| Exercise task |
Please identify every line in the material below that contains the word "white", with case counting, and copy each of those lines.

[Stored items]
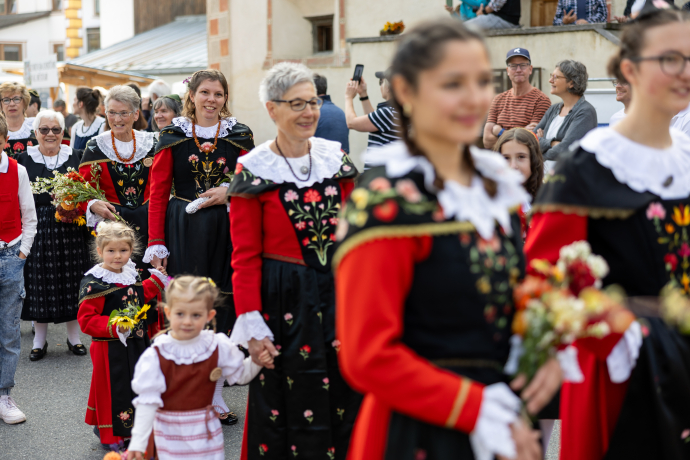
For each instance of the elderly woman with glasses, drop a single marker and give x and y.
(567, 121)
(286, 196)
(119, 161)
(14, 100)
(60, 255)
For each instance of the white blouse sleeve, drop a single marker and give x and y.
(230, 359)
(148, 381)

---

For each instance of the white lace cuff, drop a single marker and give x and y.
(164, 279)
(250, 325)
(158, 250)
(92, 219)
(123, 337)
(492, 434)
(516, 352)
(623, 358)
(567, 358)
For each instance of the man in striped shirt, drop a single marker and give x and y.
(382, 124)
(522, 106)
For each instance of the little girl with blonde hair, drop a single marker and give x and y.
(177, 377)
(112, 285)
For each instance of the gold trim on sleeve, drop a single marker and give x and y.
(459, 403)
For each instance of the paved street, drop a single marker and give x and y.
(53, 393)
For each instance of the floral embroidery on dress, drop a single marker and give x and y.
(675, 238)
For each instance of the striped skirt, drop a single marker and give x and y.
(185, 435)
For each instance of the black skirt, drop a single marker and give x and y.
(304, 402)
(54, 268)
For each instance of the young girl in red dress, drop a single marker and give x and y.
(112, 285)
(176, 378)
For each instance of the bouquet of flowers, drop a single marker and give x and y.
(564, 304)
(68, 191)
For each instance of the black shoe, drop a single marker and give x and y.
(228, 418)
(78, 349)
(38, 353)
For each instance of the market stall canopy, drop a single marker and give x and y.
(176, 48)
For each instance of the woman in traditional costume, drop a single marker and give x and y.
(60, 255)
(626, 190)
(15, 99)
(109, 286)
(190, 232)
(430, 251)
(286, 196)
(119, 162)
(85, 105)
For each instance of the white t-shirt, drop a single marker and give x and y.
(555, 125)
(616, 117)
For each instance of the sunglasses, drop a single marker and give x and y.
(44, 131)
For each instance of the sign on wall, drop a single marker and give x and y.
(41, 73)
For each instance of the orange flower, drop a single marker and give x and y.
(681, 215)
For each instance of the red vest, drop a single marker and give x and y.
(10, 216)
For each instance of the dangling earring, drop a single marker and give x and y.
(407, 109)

| Exercise response |
For each instance of the white blouse sleeve, drop a single marker and give x and y.
For each instance of the white lace cuff, drop a single marker and give x and y.
For each instance of the white t-shirt, drop a single marker and give x and y.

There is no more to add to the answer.